Provided data Start Marker

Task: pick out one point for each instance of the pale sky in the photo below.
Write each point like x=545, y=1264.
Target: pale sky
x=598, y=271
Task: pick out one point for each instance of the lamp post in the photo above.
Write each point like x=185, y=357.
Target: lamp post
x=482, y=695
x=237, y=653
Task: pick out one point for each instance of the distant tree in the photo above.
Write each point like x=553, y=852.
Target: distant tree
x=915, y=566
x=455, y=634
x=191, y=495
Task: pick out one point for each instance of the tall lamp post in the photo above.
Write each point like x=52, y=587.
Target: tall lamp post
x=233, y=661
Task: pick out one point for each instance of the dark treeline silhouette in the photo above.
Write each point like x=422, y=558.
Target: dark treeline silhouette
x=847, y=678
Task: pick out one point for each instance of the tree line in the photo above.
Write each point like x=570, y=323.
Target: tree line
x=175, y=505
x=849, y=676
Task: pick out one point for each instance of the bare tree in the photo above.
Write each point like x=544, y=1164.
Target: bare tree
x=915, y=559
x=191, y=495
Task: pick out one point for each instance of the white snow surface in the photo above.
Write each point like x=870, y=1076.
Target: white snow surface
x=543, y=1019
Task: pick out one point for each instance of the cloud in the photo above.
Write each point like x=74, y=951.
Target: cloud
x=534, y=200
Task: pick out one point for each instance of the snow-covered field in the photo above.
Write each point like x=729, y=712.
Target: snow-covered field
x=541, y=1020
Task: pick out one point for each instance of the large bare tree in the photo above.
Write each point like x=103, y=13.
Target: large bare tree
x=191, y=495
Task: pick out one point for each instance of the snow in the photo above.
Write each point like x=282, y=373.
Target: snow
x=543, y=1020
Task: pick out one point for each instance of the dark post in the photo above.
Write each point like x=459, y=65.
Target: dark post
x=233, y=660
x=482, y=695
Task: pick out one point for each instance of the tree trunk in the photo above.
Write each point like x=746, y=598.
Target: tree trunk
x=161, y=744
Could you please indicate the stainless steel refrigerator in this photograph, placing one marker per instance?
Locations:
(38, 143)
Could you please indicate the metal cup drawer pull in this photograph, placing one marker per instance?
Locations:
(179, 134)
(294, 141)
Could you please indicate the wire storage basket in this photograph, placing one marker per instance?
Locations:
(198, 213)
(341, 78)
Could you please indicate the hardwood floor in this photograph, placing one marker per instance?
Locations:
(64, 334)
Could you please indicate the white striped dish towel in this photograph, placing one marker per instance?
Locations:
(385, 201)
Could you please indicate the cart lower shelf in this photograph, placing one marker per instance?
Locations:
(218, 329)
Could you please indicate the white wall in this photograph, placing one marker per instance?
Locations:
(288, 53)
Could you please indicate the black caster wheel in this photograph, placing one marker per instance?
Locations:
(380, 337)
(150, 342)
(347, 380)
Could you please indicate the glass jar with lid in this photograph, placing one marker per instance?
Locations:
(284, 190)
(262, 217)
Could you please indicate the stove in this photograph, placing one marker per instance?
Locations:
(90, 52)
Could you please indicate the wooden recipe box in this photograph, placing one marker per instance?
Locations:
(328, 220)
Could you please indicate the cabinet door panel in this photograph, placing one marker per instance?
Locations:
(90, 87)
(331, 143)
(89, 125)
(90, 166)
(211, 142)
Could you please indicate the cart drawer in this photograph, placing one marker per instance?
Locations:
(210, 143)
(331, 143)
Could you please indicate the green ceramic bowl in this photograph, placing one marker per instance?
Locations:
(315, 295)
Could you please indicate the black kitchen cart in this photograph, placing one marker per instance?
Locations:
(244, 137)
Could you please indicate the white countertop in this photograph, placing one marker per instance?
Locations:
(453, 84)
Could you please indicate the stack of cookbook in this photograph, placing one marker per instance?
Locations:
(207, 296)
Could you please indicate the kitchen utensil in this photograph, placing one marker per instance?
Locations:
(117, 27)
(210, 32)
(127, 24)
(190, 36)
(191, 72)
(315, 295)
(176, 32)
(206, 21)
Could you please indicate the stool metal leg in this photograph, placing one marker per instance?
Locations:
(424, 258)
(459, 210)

Provided data End Marker

**Task instructions**
Provide a verbatim copy of all the entries.

**Task solution**
Task: pick out one point for each instance of the pale sky in the photo below.
Write each point like x=545, y=1264.
Target: pale sky
x=598, y=271
Task: pick out one point for each instance of the lamp post in the photo above.
Write each point like x=185, y=357.
Target: lamp post
x=482, y=695
x=237, y=653
Task: pick out one point for each instance of the distant tree in the photo above.
Write each point like x=553, y=852.
Target: distant tree
x=915, y=566
x=455, y=634
x=191, y=495
Task: pick out one point for each instance of the tall lamp post in the photo above.
Write each point like x=52, y=587.
Target: tall lamp post
x=233, y=661
Task: pick out one point for each instance of the dark treeline silhouette in the photo above.
Write each point like x=422, y=558.
Target: dark treeline silhouette
x=847, y=678
Task: pick out one point for each instance of the tree line in the photo above.
Write each point like x=570, y=323.
Target: tree line
x=175, y=505
x=849, y=676
Task: pick out one point for each instance of the bare tree in the photo above.
Write each point like x=544, y=1164.
Target: bare tree
x=915, y=559
x=191, y=495
Task: pick out one point for each instance of the white snow surface in the photo above.
Write each point like x=870, y=1076.
Target: white snow surface
x=543, y=1019
Task: pick out one point for each instance of the cloud in the photo above.
Write each point like x=74, y=951.
Target: cloud
x=534, y=200
Task: pick out one point for each instance of the snow-covered field in the photo above.
Write each point like x=729, y=712.
Target: snow-covered field
x=541, y=1020
Task: pick out one point for each instance of the large bare tree in the photo above.
Write each point like x=103, y=13.
Target: large bare tree
x=191, y=495
Task: pick out one point for each instance of the snow in the photo above.
Write each point like x=282, y=373.
Target: snow
x=543, y=1020
Task: pick out one point for each instance of the dark post in the photo above.
Write each point like x=459, y=65.
Target: dark post
x=233, y=660
x=482, y=695
Task: pick out one point for each instance of the tree trunk in the photo above.
Write each point like x=746, y=598.
Target: tree trunk
x=161, y=744
Could you please indicate the stainless steel refrigerator in this photograph, placing one marker per instance?
Locations:
(38, 143)
Could you please indicate the metal cup drawer pull in this photograph, placing one marker per instance?
Locations:
(179, 134)
(294, 141)
Could you please indicate the wire storage basket in this photograph, placing one marker per instance?
Locations:
(198, 213)
(341, 78)
Could you please indicate the hardwood floor in this photograph, placing one marker per instance?
Locations:
(64, 334)
Could you please indicate the white striped dish towel in this photograph, placing one marker per instance?
Locations:
(385, 201)
Could you please indicate the cart lower shelf in this photograph, placing one marker per instance?
Locations:
(218, 329)
Could you please indicate the white wall in this photograph, placing one marker per instance?
Locations:
(288, 53)
Could you please indicate the black caster wheel in this photograph, placing one marker per instance?
Locations:
(380, 337)
(150, 342)
(347, 380)
Could you please indicate the glass jar with lid in this photograph, placing one marker per instance?
Locations:
(284, 190)
(262, 217)
Could you please indicate the stove in this photograph, placing one marker per instance?
Locations:
(90, 52)
Could you please indicate the wooden recipe box in this photograph, placing one marker per instance?
Locations:
(328, 220)
Could you please indicate the cabinet door panel in this photograph, placing one marker per instance?
Locations:
(90, 87)
(331, 143)
(89, 125)
(90, 166)
(211, 142)
Could you please indicate the cart drawer in this photograph, placing one marker per instance?
Locations:
(210, 143)
(331, 143)
Could you please indicate the green ceramic bowl in this photograph, placing one marker per instance?
Locations:
(315, 295)
Could you please indicate the black kitchen cart in this photograph, placing one marker per instance?
Locations:
(244, 137)
Could you please indicate the white countertop in this photograph, placing one marker per instance?
Locations:
(453, 84)
Could you please indicate the stack of cookbook in this photograph, placing one marker per instance?
Locations:
(207, 296)
Could you please indicate the kitchen utensil in this photograph, placing one marker per instance?
Locations:
(117, 27)
(210, 32)
(127, 24)
(190, 36)
(191, 72)
(315, 295)
(176, 32)
(206, 21)
Could you please indicate the stool metal leg in this photograph, placing one marker per instance?
Locations:
(424, 258)
(459, 210)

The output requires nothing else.